- **Exercise brief**:
Show all lines from the material that carry the word "wing".

*** Block opens ***

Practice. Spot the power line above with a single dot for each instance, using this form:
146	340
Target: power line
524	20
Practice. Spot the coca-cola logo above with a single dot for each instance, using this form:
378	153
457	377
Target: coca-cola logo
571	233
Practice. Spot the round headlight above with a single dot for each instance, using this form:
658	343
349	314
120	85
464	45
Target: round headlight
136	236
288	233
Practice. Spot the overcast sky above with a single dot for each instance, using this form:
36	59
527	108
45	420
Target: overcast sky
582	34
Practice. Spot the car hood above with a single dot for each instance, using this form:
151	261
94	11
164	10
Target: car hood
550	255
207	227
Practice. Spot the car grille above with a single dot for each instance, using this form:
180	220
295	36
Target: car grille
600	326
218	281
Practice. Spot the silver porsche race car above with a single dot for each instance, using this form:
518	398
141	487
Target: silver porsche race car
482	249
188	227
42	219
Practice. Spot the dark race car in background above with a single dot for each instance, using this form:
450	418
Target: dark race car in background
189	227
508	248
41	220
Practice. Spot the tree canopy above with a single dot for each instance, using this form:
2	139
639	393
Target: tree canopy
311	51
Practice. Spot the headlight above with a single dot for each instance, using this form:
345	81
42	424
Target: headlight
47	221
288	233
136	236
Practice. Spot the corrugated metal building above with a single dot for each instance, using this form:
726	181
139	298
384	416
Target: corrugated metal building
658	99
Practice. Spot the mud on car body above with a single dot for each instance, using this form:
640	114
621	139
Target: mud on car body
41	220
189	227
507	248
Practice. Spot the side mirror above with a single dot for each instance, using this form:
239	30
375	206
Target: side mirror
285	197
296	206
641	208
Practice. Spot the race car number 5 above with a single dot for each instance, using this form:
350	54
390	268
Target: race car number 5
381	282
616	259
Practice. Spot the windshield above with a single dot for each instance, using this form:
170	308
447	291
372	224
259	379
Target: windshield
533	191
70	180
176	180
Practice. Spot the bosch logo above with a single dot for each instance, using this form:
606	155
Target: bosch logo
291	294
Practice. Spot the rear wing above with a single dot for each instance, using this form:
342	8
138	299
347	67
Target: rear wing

*** Block closes ***

- **Exercise result**:
Practice. Spot the rear wing above with a single dot for each instance, using this form:
Target: rear wing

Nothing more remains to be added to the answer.